┌─ MATERIAL PROVIDED
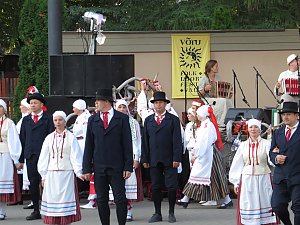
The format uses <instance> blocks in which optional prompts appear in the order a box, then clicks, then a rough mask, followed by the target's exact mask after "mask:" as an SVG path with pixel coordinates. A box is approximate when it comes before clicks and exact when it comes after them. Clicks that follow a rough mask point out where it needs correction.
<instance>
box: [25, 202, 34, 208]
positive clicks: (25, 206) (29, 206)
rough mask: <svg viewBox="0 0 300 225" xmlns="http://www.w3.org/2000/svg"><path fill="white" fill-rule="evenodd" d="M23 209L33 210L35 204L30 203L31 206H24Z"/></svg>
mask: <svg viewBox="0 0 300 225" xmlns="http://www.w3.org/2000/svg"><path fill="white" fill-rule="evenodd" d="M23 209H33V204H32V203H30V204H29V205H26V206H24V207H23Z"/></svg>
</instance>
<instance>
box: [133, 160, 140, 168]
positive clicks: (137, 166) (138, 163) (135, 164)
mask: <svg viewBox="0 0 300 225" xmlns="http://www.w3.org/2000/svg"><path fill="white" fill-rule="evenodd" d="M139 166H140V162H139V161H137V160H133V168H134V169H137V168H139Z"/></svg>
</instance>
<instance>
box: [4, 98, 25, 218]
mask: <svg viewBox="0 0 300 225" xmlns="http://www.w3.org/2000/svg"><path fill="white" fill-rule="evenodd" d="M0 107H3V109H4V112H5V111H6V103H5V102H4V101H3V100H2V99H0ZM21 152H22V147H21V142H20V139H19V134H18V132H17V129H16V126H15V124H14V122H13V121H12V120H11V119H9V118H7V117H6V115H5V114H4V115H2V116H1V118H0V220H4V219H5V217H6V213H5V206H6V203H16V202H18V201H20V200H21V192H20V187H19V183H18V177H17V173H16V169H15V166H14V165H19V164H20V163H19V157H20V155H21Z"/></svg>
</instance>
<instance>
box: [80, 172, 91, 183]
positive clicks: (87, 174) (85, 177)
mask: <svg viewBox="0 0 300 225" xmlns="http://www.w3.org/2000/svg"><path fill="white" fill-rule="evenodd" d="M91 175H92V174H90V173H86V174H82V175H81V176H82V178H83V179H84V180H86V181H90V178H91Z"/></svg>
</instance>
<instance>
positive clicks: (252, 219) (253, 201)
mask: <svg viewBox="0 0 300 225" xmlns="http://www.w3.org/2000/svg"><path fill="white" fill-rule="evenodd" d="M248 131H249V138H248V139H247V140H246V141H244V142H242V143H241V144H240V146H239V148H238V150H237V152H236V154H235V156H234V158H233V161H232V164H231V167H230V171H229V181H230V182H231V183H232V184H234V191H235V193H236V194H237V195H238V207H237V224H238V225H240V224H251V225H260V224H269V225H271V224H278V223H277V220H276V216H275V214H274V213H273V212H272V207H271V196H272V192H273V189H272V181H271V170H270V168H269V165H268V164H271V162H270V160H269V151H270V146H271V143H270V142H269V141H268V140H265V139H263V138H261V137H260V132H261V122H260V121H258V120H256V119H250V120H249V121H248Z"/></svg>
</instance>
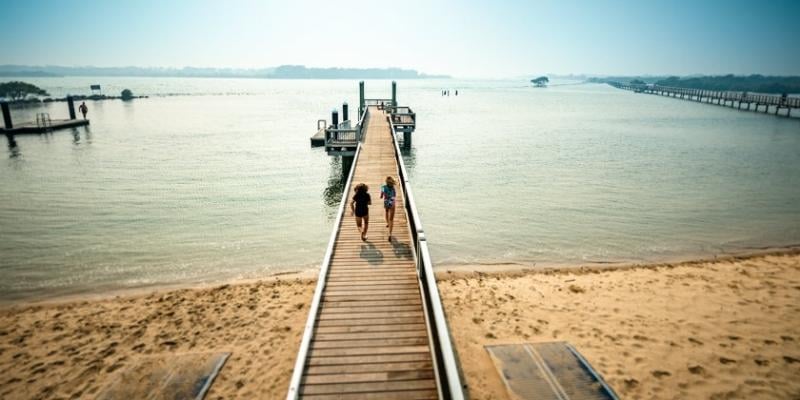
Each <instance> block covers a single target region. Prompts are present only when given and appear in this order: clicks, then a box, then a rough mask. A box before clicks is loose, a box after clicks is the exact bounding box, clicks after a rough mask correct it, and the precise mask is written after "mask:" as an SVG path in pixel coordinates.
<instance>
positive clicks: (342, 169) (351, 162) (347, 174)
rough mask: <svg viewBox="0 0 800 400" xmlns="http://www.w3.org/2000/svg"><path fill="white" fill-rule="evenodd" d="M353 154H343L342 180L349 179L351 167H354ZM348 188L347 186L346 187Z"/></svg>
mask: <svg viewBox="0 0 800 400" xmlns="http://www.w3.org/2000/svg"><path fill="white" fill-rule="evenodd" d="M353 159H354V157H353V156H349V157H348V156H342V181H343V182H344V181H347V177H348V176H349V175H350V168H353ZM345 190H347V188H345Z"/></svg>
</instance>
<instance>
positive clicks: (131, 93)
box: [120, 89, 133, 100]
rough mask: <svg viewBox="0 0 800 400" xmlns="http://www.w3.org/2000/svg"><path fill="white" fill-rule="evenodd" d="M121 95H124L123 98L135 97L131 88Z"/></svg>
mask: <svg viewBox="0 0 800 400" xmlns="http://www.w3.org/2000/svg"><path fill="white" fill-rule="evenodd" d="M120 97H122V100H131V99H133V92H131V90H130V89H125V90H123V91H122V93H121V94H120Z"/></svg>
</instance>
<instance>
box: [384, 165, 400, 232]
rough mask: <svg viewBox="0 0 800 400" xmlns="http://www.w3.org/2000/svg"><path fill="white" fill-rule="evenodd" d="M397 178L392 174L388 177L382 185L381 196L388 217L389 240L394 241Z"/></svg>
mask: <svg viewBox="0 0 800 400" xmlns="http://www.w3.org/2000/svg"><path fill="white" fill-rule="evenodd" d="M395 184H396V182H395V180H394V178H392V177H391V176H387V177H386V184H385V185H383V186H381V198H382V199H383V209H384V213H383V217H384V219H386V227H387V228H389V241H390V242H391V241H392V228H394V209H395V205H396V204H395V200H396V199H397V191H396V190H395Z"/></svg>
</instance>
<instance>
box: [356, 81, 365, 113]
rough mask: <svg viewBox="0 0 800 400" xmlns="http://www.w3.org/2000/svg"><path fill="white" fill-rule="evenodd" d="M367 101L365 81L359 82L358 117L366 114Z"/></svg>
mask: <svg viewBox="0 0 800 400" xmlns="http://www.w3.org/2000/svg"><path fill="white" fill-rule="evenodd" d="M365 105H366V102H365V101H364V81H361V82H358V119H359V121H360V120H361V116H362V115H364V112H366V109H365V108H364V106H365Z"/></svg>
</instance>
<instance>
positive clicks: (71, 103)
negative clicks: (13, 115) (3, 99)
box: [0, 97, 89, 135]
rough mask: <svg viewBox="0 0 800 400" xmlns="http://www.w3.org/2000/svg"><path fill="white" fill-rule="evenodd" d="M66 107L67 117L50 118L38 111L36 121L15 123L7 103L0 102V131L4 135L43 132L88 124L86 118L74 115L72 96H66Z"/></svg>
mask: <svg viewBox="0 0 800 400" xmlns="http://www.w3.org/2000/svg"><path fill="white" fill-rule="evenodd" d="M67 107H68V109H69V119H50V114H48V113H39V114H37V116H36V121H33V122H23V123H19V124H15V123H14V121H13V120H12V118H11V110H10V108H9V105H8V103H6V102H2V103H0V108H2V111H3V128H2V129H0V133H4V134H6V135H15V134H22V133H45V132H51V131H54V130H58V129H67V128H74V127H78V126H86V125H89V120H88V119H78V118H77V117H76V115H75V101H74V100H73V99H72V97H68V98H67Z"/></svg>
└─
EXERCISE REQUIREMENTS:
Each record should be printed exactly as it appears, leaving the pictures out.

TASK RESULT:
The format uses <instance> blocks in which optional prompts appear in the order a box, then clicks, then a rough mask, followed by the target's exact mask after "mask:" as an SVG path with pixel coordinates. A box is approximate when it comes before clicks and exact when it comes after them. Clicks that follow a rough mask point out where it needs correction.
<instance>
box: [25, 202, 34, 208]
positive clicks: (25, 206) (29, 206)
rough mask: <svg viewBox="0 0 300 225" xmlns="http://www.w3.org/2000/svg"><path fill="white" fill-rule="evenodd" d="M23 209L33 210L35 204L30 203L31 206H24Z"/></svg>
mask: <svg viewBox="0 0 300 225" xmlns="http://www.w3.org/2000/svg"><path fill="white" fill-rule="evenodd" d="M23 209H33V204H32V203H30V204H29V205H26V206H24V207H23Z"/></svg>
</instance>
<instance>
box: [133, 160, 140, 168]
positive clicks: (137, 166) (138, 163) (135, 164)
mask: <svg viewBox="0 0 300 225" xmlns="http://www.w3.org/2000/svg"><path fill="white" fill-rule="evenodd" d="M139 166H140V162H139V161H137V160H133V168H134V169H137V168H139Z"/></svg>
</instance>
<instance>
box: [4, 98, 25, 218]
mask: <svg viewBox="0 0 300 225" xmlns="http://www.w3.org/2000/svg"><path fill="white" fill-rule="evenodd" d="M0 107H3V109H4V112H5V111H6V103H5V102H4V101H3V100H2V99H0ZM21 152H22V147H21V142H20V139H19V134H18V132H17V129H16V126H15V124H14V122H13V121H12V120H11V119H9V118H7V117H6V115H5V114H4V115H2V116H1V118H0V220H4V219H5V217H6V213H5V206H6V203H16V202H18V201H20V200H21V192H20V187H19V183H18V177H17V173H16V169H15V166H14V165H19V164H20V163H19V157H20V155H21Z"/></svg>
</instance>
<instance>
box: [80, 172, 91, 183]
positive clicks: (87, 174) (85, 177)
mask: <svg viewBox="0 0 300 225" xmlns="http://www.w3.org/2000/svg"><path fill="white" fill-rule="evenodd" d="M91 175H92V174H90V173H86V174H82V175H81V176H82V178H83V179H84V180H86V181H90V178H91Z"/></svg>
</instance>
<instance>
positive clicks: (252, 219) (253, 201)
mask: <svg viewBox="0 0 300 225" xmlns="http://www.w3.org/2000/svg"><path fill="white" fill-rule="evenodd" d="M248 131H249V138H248V139H247V140H246V141H244V142H242V143H241V144H240V146H239V148H238V150H237V152H236V154H235V156H234V158H233V161H232V164H231V167H230V171H229V181H230V182H231V183H232V184H234V191H235V193H236V194H237V195H238V207H237V224H238V225H240V224H251V225H260V224H269V225H271V224H278V223H277V220H276V216H275V214H274V213H273V212H272V207H271V196H272V192H273V189H272V181H271V170H270V168H269V165H268V164H271V162H270V160H269V151H270V146H271V143H270V142H269V141H268V140H265V139H263V138H261V137H260V132H261V122H260V121H258V120H256V119H250V120H249V121H248Z"/></svg>
</instance>
Each <instance> block covers a single target region. Prompts are present only when given and appear in this order: clicks, then a box, then a rough mask. A box before clicks is loose, a box after clicks is the exact bounding box, clicks after a rough mask correct it, and the precise mask is written after "mask:" as an SVG path in pixel coordinates.
<instance>
positive clicks: (342, 169) (351, 162) (347, 174)
rough mask: <svg viewBox="0 0 800 400" xmlns="http://www.w3.org/2000/svg"><path fill="white" fill-rule="evenodd" d="M353 154H343L342 180L349 179L351 167H354ZM348 188L347 186L346 187Z"/></svg>
mask: <svg viewBox="0 0 800 400" xmlns="http://www.w3.org/2000/svg"><path fill="white" fill-rule="evenodd" d="M353 159H354V157H353V156H349V157H348V156H342V181H343V182H344V181H347V177H348V176H349V175H350V168H353ZM345 190H347V188H345Z"/></svg>
</instance>
<instance>
positive clicks: (131, 93)
box: [120, 89, 133, 100]
rough mask: <svg viewBox="0 0 800 400" xmlns="http://www.w3.org/2000/svg"><path fill="white" fill-rule="evenodd" d="M121 95H124L123 98L135 97L131 88Z"/></svg>
mask: <svg viewBox="0 0 800 400" xmlns="http://www.w3.org/2000/svg"><path fill="white" fill-rule="evenodd" d="M120 97H122V100H131V99H133V92H131V90H130V89H125V90H123V91H122V93H121V94H120Z"/></svg>
</instance>
<instance>
box: [384, 165, 400, 232]
rough mask: <svg viewBox="0 0 800 400" xmlns="http://www.w3.org/2000/svg"><path fill="white" fill-rule="evenodd" d="M397 178L392 174L388 177L382 185L381 196L388 217L389 240L394 241Z"/></svg>
mask: <svg viewBox="0 0 800 400" xmlns="http://www.w3.org/2000/svg"><path fill="white" fill-rule="evenodd" d="M395 184H396V182H395V180H394V178H392V177H391V176H387V177H386V184H385V185H383V186H381V198H382V199H383V209H384V213H383V217H384V219H386V227H387V228H389V241H390V242H391V241H392V228H394V209H395V205H396V204H395V200H396V199H397V191H396V190H395Z"/></svg>
</instance>
<instance>
box: [356, 81, 365, 113]
rough mask: <svg viewBox="0 0 800 400" xmlns="http://www.w3.org/2000/svg"><path fill="white" fill-rule="evenodd" d="M367 101L365 81L359 82L358 117L366 114Z"/></svg>
mask: <svg viewBox="0 0 800 400" xmlns="http://www.w3.org/2000/svg"><path fill="white" fill-rule="evenodd" d="M365 105H366V102H365V101H364V81H361V82H358V119H359V121H360V120H361V116H362V115H364V112H366V109H365V108H364V106H365Z"/></svg>
</instance>
<instance>
positive clicks: (71, 103)
negative clicks: (13, 115) (3, 99)
box: [0, 97, 89, 135]
rough mask: <svg viewBox="0 0 800 400" xmlns="http://www.w3.org/2000/svg"><path fill="white" fill-rule="evenodd" d="M66 107L67 117L50 118L38 111L36 121L15 123L7 103L0 102V131L4 135L43 132L88 124L86 118L74 115L72 96H66Z"/></svg>
mask: <svg viewBox="0 0 800 400" xmlns="http://www.w3.org/2000/svg"><path fill="white" fill-rule="evenodd" d="M67 107H68V109H69V119H50V114H48V113H39V114H37V116H36V121H33V122H23V123H19V124H15V123H14V121H13V120H12V118H11V110H10V108H9V105H8V103H6V102H2V103H0V108H2V111H3V128H2V129H0V133H4V134H6V135H15V134H22V133H45V132H51V131H54V130H58V129H67V128H74V127H78V126H86V125H89V120H88V119H78V118H77V117H76V115H75V101H74V100H73V99H72V97H68V98H67Z"/></svg>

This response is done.